- **Exercise goal**: How many of the lines below contain the string "white", with case counting? Give only the number.

- **Given entries**:
>>>

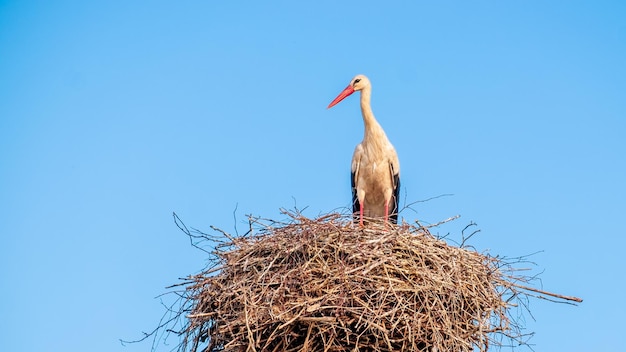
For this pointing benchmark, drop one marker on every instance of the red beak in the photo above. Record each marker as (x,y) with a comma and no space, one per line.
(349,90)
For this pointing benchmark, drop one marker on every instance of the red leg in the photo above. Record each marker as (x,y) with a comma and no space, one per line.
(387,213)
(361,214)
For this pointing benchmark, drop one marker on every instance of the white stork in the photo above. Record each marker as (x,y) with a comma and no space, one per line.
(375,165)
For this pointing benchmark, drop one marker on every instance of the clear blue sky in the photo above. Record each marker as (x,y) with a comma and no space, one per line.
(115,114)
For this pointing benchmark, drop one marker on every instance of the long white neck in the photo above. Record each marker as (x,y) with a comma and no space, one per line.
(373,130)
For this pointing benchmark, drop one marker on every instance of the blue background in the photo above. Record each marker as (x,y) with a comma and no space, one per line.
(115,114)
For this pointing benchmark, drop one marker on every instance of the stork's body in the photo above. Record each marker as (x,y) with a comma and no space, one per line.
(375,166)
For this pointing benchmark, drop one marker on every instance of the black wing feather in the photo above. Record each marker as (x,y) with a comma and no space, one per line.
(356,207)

<<<
>>>

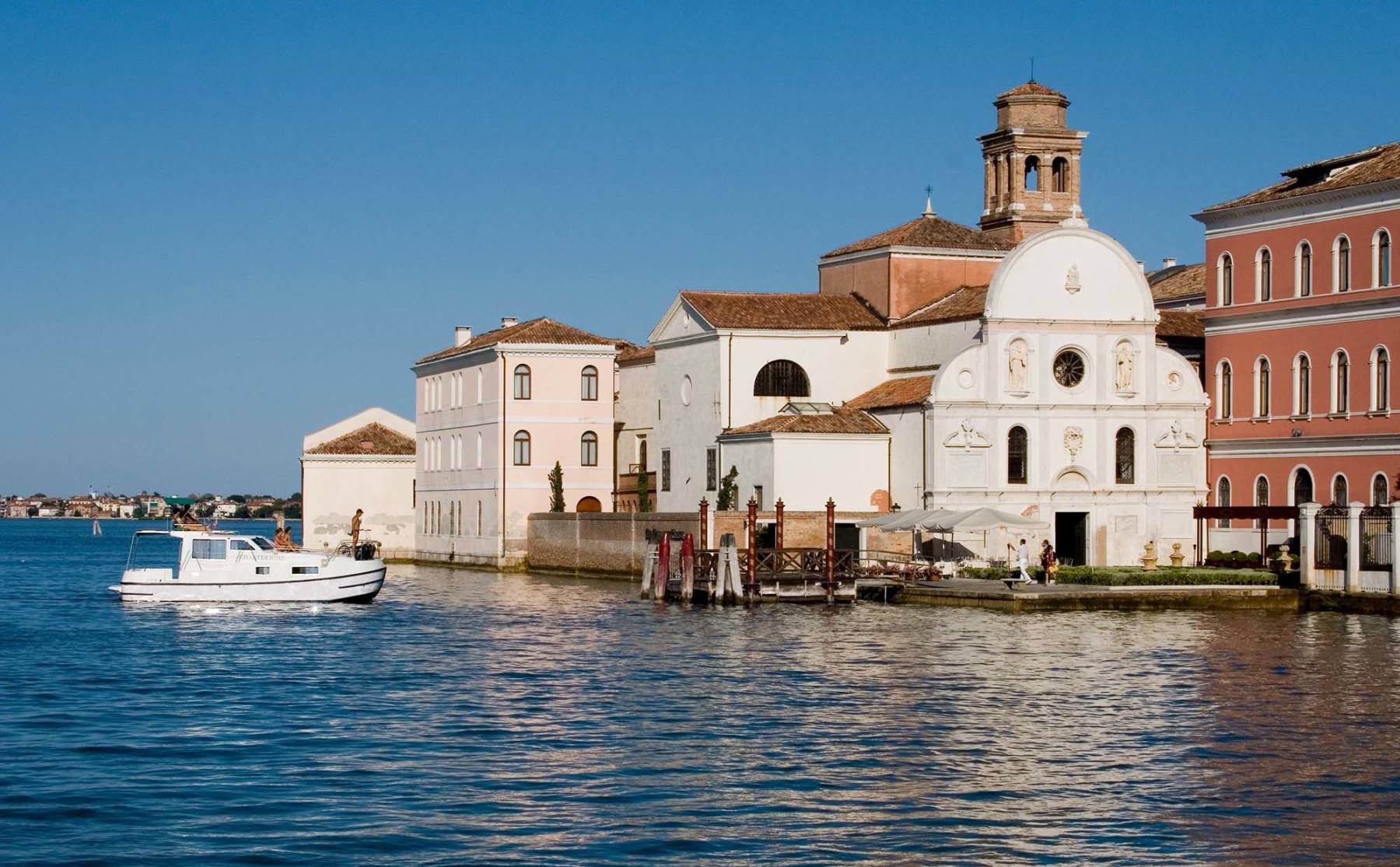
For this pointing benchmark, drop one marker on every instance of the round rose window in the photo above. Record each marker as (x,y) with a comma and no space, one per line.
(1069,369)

<<<

- **Answer to the problem**: 2